TEXT PROVIDED:
----

Now that we have looked at accessing Dataframes, let look at using them!

In [23]:
import pandas as pd
import numpy as np
import time 

df = pd.read_csv('congress-terms.csv', on_bad_lines='skip')


Now that we have our Dataframe loaded in, lets take a look at how we can actually use the data. In this example, we want to loop through the dataframe and make a list of string from the first and last names of each representative

Remember that there are three common ways to loop through a dataset: Index Based, Iterators, and List Comprehensions. Lets start with the first one as iloc and loc fall into those categories

In [24]:
a=[['john','smith'],['jane','doe']]
total=[]
for i in range(len(a)):
    total.append(a[i][0]+' '+a[i][1])
print(total)

['john smith', 'jane doe']


In [25]:
%%timeit -r 3 -n 10
# For loop with .iloc
total = []
for index in range(len(df)):
       total.append(df.iloc[index,3]+' '+df.iloc[index,5])

625 ms ± 8.91 ms per loop (mean ± std. dev. of 3 runs, 10 loops each)

----

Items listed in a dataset
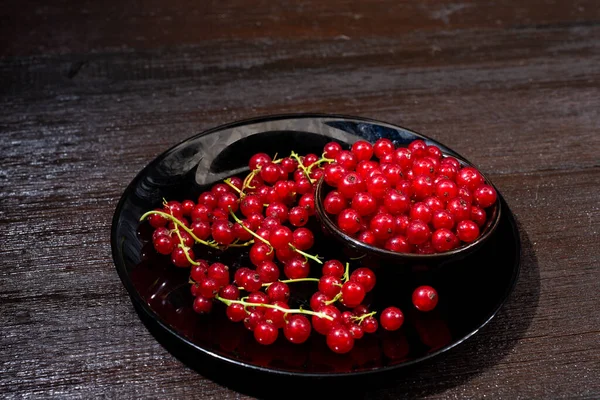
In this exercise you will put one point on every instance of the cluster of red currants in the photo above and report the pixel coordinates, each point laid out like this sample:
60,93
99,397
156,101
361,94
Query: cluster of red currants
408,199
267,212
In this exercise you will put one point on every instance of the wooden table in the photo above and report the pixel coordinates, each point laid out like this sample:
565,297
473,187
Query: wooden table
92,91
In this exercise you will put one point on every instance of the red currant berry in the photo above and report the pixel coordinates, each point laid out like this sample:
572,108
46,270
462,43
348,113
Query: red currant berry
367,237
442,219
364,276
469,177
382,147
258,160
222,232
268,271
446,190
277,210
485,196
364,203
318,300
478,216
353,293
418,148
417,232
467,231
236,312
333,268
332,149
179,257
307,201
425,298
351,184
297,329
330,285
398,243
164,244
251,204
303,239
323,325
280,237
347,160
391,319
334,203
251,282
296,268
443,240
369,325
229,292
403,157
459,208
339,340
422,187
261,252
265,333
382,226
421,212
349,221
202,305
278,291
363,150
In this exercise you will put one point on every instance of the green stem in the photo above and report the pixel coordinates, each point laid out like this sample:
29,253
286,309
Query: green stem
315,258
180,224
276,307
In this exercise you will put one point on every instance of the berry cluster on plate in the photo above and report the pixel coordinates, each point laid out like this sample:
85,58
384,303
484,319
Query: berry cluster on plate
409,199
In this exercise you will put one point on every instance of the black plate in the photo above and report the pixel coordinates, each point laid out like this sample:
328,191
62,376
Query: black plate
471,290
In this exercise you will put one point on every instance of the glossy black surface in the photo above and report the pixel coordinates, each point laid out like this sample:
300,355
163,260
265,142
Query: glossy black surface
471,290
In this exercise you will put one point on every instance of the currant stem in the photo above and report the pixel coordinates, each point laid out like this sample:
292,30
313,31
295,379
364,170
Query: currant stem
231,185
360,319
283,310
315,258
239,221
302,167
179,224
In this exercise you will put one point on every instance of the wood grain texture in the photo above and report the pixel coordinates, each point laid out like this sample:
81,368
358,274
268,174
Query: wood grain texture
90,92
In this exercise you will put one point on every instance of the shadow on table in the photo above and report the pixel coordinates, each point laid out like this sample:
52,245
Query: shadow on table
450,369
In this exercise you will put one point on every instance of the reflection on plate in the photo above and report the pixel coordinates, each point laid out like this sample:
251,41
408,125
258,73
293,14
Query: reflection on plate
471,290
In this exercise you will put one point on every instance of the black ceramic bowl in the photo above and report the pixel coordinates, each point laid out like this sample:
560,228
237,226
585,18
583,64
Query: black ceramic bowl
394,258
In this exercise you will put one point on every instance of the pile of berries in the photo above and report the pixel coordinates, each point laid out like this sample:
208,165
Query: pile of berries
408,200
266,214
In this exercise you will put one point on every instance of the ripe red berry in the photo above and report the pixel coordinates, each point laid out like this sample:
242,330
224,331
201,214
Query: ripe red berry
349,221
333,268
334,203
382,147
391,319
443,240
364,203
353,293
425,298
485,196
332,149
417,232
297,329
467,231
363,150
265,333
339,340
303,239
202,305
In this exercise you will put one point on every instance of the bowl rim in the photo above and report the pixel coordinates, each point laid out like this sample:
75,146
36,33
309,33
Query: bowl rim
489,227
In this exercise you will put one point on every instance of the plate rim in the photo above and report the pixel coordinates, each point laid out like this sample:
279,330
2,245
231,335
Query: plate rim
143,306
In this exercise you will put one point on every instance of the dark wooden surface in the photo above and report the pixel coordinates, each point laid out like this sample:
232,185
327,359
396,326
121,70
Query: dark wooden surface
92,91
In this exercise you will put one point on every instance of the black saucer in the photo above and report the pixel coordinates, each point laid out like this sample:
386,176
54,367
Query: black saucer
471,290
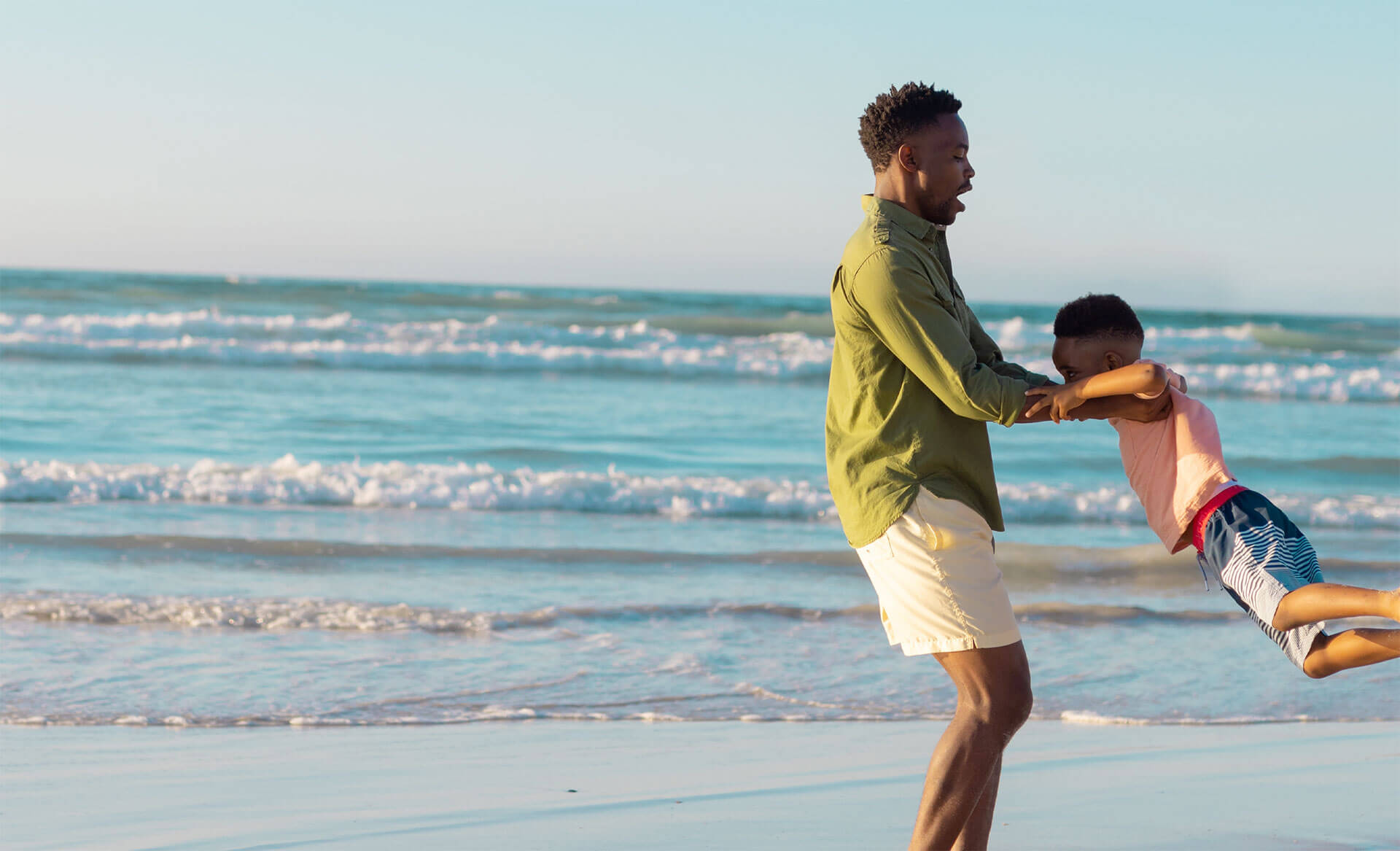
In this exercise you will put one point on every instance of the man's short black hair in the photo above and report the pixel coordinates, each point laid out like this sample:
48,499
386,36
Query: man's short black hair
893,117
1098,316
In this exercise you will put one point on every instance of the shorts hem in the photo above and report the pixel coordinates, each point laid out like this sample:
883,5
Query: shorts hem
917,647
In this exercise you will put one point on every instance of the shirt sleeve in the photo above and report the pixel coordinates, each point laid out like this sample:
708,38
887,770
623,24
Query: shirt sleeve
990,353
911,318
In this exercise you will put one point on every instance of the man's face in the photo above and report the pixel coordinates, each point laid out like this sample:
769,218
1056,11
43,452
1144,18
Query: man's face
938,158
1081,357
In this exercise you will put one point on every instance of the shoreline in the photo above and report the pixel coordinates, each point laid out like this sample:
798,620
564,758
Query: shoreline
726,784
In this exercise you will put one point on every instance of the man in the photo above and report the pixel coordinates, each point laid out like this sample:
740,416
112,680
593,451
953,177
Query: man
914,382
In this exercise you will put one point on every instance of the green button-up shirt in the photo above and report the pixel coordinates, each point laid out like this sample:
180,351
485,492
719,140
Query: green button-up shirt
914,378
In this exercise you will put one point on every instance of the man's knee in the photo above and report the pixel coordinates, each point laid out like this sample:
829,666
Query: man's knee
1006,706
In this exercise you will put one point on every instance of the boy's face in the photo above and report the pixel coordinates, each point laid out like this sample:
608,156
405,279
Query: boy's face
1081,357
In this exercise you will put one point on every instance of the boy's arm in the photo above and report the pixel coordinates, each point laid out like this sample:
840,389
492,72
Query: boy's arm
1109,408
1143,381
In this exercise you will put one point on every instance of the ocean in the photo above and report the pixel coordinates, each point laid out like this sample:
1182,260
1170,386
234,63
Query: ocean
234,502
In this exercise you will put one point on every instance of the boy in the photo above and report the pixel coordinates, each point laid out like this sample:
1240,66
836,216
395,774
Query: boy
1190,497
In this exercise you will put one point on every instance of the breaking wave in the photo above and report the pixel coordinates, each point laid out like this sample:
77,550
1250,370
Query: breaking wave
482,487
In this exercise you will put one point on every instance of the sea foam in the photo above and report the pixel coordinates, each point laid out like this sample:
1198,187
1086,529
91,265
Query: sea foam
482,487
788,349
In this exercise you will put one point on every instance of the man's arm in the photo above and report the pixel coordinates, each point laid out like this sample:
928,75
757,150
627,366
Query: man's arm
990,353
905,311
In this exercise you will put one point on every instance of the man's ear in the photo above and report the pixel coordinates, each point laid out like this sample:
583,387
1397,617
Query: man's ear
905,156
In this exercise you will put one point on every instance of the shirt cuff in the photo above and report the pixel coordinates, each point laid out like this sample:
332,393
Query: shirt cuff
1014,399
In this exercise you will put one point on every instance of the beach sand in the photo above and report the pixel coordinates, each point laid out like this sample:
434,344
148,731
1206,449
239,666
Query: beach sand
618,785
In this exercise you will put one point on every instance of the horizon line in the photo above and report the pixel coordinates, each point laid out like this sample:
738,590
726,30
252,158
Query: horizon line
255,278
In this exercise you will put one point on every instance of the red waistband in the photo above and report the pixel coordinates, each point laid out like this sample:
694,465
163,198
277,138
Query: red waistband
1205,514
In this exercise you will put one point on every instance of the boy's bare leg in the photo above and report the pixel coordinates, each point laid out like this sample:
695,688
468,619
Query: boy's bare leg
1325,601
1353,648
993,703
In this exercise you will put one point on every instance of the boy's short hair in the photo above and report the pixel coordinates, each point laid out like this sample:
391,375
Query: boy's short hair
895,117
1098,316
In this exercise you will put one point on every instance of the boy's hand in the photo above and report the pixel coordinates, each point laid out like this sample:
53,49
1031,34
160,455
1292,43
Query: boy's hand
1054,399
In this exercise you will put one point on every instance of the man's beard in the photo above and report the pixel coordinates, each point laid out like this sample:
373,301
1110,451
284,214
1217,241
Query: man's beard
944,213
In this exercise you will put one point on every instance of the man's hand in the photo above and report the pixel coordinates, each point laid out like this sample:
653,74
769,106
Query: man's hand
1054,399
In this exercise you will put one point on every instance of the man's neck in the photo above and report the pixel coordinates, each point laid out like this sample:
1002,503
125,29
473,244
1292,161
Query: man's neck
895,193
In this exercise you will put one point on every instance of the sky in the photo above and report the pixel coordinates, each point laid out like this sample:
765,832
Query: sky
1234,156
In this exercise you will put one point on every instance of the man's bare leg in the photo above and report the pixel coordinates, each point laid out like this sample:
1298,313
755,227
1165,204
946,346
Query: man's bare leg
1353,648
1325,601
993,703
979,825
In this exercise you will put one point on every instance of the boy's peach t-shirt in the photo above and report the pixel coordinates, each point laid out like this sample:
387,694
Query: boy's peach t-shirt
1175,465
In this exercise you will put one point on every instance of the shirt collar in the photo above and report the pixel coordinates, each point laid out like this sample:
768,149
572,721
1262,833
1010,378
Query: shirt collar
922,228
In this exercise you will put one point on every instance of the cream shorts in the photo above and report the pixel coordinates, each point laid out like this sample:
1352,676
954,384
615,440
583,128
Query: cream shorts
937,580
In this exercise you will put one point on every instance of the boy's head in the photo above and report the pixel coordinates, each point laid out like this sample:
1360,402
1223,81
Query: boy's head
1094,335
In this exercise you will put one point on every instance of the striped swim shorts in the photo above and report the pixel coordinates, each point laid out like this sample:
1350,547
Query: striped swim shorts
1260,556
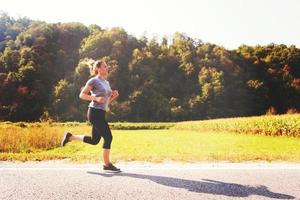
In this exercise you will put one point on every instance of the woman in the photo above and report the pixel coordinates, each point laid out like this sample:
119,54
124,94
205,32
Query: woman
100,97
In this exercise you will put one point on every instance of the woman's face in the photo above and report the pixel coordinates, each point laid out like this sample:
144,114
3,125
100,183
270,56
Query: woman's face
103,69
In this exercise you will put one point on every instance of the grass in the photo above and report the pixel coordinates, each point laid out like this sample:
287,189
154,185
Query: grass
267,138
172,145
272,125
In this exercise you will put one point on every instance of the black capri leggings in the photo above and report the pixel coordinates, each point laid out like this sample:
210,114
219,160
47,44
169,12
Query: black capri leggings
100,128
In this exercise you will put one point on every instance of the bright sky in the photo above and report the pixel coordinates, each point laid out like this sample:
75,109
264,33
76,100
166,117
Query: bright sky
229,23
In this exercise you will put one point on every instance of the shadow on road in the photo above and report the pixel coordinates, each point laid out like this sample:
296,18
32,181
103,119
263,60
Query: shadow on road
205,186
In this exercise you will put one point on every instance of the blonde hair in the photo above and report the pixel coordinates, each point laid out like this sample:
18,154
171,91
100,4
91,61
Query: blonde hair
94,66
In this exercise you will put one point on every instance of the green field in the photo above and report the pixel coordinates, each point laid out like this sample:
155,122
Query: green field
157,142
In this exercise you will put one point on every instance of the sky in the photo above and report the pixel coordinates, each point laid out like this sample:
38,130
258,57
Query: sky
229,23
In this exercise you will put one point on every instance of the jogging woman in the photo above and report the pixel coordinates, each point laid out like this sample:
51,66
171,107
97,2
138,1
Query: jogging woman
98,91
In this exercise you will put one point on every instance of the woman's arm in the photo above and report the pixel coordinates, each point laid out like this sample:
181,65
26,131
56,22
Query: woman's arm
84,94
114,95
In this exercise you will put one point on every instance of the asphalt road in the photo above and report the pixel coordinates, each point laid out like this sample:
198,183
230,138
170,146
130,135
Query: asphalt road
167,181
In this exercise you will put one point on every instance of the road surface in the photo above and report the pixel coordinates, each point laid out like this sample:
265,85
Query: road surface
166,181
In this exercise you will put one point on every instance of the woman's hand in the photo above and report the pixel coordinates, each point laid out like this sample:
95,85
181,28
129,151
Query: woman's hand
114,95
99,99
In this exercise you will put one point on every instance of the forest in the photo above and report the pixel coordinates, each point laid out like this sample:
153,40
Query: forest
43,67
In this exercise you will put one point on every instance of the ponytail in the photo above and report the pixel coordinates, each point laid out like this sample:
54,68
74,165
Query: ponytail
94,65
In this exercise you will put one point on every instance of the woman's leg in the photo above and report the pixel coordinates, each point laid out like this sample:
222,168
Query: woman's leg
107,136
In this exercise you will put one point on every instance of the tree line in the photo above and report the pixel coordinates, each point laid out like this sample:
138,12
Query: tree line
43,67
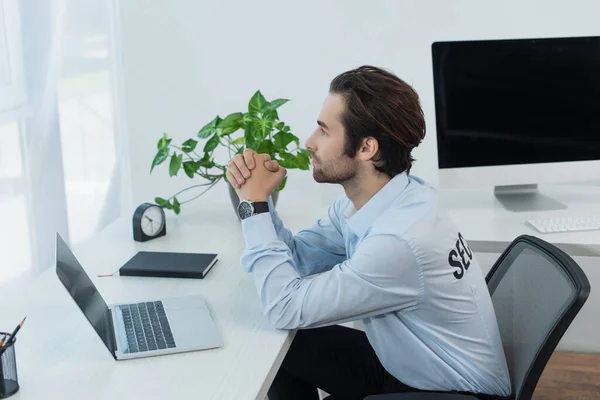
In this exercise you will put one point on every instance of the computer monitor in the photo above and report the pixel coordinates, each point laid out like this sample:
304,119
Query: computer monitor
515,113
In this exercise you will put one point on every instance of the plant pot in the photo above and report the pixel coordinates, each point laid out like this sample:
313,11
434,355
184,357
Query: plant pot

----

GIVEN REQUEST 1: Report each line of the records that contains the word "saucer".
GIVEN REQUEST 2: Write the next part of the pandas looping tutorial, picking up after its last line.
These records bear no relation to the pandas looping tutorial.

EXPECTED OUTPUT 1:
In this exercise you will put one point on every instance of the black saucer in the photo above and report the pixel coordinates, each point laid out like this sample:
Query: black saucer

EXPECTED OUTPUT 2:
In [26]:
%%timeit -r 3 -n 10
# For loop with .loc
total = []
for index in range(len(df)):
        total.append(df.loc[index,'firstname']+' '+df.loc[index,'lastname'])

266 ms ± 2.44 ms per loop (mean ± std. dev. of 3 runs, 10 loops each)


We can also use iat and at which are like iloc and loc respectivly, but meant to only access single values aka scalars from the data from

In [27]:
#df.iat[0:5,12]

In [28]:
%%timeit -r 3 -n 10
# For loop with .iat
total = []
for index in range(len(df)):
       total.append(df.iat[index,3]+' '+df.iat[index,5])

487 ms ± 16 ms per loop (mean ± std. dev. of 3 runs, 10 loops each)


In [29]:
%%timeit -r 3 -n 10
# For loop with .at
total = []
for index in range(len(df)):
        total.append(df.at[index,'firstname']+' '+df.at[index,'lastname'])

122 ms ± 1.4 ms per loop (mean ± std. dev. of 3 runs, 10 loops each)


The next way we loop through a list is via built in iterators. This way is often more readable and can even be faster than indices if you need to access the value multiple time per loop. However, it's important to note that unlike the last examples, you can't alter the data your iterating. Lets take a look

In [30]:
a=[['john','smith'],['jane','doe']]
total=[]
for i in a:
    total.append(i[0]+' '+i[1])
print(total)

['john smith', 'jane doe']


In this vein, Pandas has a built in method call iterrows, which returns an object of series which we can iterate through

In [31]:
%%timeit -r 3 -n 10
# Iterrows
total=[]
for index,row in df.iterrows():
    total.append(row['firstname']+' '+row['lastname'])

617 ms ± 20.1 ms per loop (mean ± std. dev. of 3 runs, 10 loops each)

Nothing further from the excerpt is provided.